#### Supplied entries

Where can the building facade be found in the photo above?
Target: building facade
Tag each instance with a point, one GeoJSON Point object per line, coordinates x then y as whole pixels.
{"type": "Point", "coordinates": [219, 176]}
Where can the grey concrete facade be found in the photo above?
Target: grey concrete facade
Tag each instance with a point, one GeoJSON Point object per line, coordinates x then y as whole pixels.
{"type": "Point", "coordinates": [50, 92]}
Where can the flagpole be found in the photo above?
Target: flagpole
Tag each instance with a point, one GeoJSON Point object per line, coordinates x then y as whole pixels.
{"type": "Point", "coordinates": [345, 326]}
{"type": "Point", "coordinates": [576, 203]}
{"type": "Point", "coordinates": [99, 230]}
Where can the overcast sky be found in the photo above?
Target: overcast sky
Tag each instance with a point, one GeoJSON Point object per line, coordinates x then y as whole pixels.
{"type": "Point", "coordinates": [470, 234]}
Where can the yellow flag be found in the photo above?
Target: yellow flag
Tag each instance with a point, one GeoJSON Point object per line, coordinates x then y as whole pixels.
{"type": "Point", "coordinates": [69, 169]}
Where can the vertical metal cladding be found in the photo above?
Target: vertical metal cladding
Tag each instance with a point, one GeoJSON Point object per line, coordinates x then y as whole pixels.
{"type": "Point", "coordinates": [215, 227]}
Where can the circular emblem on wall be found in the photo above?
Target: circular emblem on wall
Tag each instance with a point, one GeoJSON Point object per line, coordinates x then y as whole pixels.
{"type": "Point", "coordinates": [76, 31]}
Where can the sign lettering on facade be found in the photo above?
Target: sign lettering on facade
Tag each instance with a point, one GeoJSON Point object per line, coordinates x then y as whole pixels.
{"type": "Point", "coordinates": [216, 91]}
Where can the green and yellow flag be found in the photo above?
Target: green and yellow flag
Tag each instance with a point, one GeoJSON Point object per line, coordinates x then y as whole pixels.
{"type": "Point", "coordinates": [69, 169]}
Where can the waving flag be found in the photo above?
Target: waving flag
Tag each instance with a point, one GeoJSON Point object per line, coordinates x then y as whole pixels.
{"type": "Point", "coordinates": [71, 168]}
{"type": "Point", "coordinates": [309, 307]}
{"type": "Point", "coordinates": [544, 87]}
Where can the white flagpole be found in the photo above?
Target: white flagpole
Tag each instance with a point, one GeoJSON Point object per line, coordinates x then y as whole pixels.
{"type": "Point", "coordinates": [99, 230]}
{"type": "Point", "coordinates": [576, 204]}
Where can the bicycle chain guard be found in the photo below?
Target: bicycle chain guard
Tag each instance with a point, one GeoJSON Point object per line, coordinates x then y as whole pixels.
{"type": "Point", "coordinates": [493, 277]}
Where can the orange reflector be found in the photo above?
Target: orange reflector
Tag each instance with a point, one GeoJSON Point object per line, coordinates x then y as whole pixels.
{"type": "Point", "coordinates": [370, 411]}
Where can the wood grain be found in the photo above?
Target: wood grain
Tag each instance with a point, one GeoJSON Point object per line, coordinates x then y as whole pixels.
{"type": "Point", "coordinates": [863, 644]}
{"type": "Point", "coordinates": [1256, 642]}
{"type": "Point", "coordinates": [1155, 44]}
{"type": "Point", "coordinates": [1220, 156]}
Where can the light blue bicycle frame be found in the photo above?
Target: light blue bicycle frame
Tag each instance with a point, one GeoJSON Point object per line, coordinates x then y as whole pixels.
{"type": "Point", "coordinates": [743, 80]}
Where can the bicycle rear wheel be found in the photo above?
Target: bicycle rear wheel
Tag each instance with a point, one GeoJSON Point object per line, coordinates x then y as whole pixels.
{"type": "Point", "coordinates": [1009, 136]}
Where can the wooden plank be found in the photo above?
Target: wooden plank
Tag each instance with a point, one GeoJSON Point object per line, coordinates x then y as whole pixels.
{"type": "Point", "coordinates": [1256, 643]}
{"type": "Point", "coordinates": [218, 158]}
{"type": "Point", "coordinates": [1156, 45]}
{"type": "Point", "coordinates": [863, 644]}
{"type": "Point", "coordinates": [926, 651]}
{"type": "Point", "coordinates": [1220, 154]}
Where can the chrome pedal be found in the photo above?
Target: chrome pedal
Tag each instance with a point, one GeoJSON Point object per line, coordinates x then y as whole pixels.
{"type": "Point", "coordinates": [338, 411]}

#### Task brief
Rewrite all the records above as a JSON list of strings, one string per line, with blank lines left out.

#### Answer to the task
[
  "Where can the building facade be found in the photo above?",
  "Target: building facade",
  "Tag each instance with a point, one GeoJSON Point object per line, coordinates x then y as whole pixels.",
  "{\"type\": \"Point\", \"coordinates\": [219, 176]}",
  "Where can the grey concrete facade be found in the photo above?",
  "Target: grey concrete facade",
  "Tag each instance with a point, one GeoJSON Point object per line, coordinates x then y as whole pixels.",
  "{\"type\": \"Point\", \"coordinates\": [50, 92]}",
  "Where can the flagpole be found in the photo above?",
  "Target: flagpole",
  "Tag each instance with a point, one GeoJSON Point object per line, coordinates x then y as whole pixels.",
  "{\"type\": \"Point\", \"coordinates\": [345, 326]}",
  "{\"type\": \"Point\", \"coordinates\": [576, 203]}",
  "{\"type\": \"Point\", \"coordinates\": [99, 230]}",
  "Where can the overcast sky be found in the photo above?",
  "Target: overcast sky",
  "Tag each instance with a point, one GeoJSON Point object per line, coordinates x then y as whole pixels.",
  "{\"type\": \"Point\", \"coordinates\": [470, 234]}",
  "Where can the yellow flag be found in the photo above?",
  "Target: yellow flag",
  "Tag each instance with a point, one GeoJSON Point object per line, coordinates x then y as whole pixels.",
  "{\"type\": \"Point\", \"coordinates\": [69, 169]}",
  "Where can the vertical metal cladding be found in the photo above?",
  "Target: vertical metal cladding",
  "Tag each instance with a point, one GeoJSON Point object per line, coordinates x then y as whole pixels.",
  "{\"type\": \"Point\", \"coordinates\": [215, 227]}",
  "Where can the circular emblem on wall be found in the photo above?",
  "Target: circular emblem on wall",
  "Tag each instance with a point, one GeoJSON Point object per line, coordinates x then y as whole pixels.",
  "{\"type\": \"Point\", \"coordinates\": [76, 31]}",
  "Where can the sign lettering on facade be found in the photo above?",
  "Target: sign lettering on facade",
  "Tag each instance with a point, one GeoJSON Point object per line, coordinates x then y as whole pixels.",
  "{\"type\": \"Point\", \"coordinates\": [216, 91]}",
  "Where can the green and yellow flag be found in the photo above?",
  "Target: green and yellow flag",
  "Tag each instance with a point, one GeoJSON Point object per line, coordinates x then y as whole pixels.",
  "{\"type\": \"Point\", \"coordinates\": [69, 169]}",
  "Where can the waving flag be found in the photo above?",
  "Target: waving flag",
  "Tag each instance with a point, one GeoJSON Point object per line, coordinates x then y as whole pixels.",
  "{\"type\": \"Point\", \"coordinates\": [71, 168]}",
  "{\"type\": \"Point\", \"coordinates\": [309, 307]}",
  "{\"type\": \"Point\", \"coordinates\": [544, 87]}",
  "Where can the white flagpole be found in the photo above?",
  "Target: white flagpole",
  "Tag each instance with a point, one GeoJSON Point object per line, coordinates x then y as whole pixels.",
  "{\"type\": \"Point\", \"coordinates\": [99, 230]}",
  "{\"type\": \"Point\", \"coordinates\": [576, 204]}",
  "Where can the bicycle chain guard be found in the photo below?",
  "Target: bicycle chain guard",
  "Tag each instance with a point, one GeoJSON Point object per line, coordinates x then y as whole pixels.",
  "{\"type\": \"Point\", \"coordinates\": [493, 277]}",
  "Where can the orange reflector be found in the photo above?",
  "Target: orange reflector",
  "Tag each instance with a point, one GeoJSON Point object per line, coordinates x then y as whole pixels.",
  "{\"type\": \"Point\", \"coordinates\": [370, 411]}",
  "Where can the wood grain be found in the photo above?",
  "Target: wood grain",
  "Tag each instance with a point, one GeoJSON Point object per line, coordinates x then y as whole pixels.",
  "{\"type\": \"Point\", \"coordinates\": [863, 644]}",
  "{\"type\": \"Point\", \"coordinates\": [1256, 642]}",
  "{\"type\": \"Point\", \"coordinates\": [1155, 44]}",
  "{\"type\": \"Point\", \"coordinates\": [1220, 156]}",
  "Where can the light blue bicycle frame be found in the photo above?",
  "Target: light blue bicycle frame",
  "Tag each instance with a point, one GeoJSON Point object per line, coordinates x then y as whole pixels.",
  "{\"type\": \"Point\", \"coordinates\": [743, 80]}",
  "Where can the bicycle rear wheel be found in the photo above?",
  "Target: bicycle rear wheel",
  "Tag each instance with a point, one GeoJSON Point object per line, coordinates x then y as whole pixels.",
  "{\"type\": \"Point\", \"coordinates\": [1009, 136]}",
  "Where can the wooden plank be found in the photo above?",
  "Target: wooden plank",
  "Tag each instance with a point, one GeoJSON Point object per line, coordinates x then y as whole pixels.",
  "{\"type\": \"Point\", \"coordinates\": [1256, 643]}",
  "{\"type\": \"Point\", \"coordinates\": [218, 158]}",
  "{\"type\": \"Point\", \"coordinates\": [1156, 45]}",
  "{\"type\": \"Point\", \"coordinates\": [863, 644]}",
  "{\"type\": \"Point\", \"coordinates\": [926, 651]}",
  "{\"type\": \"Point\", \"coordinates\": [1220, 154]}",
  "Where can the chrome pedal be found in the photo above?",
  "Target: chrome pedal",
  "Tag each instance with a point, one GeoJSON Point object per line, coordinates x then y as whole pixels.",
  "{\"type\": \"Point\", \"coordinates\": [338, 411]}"
]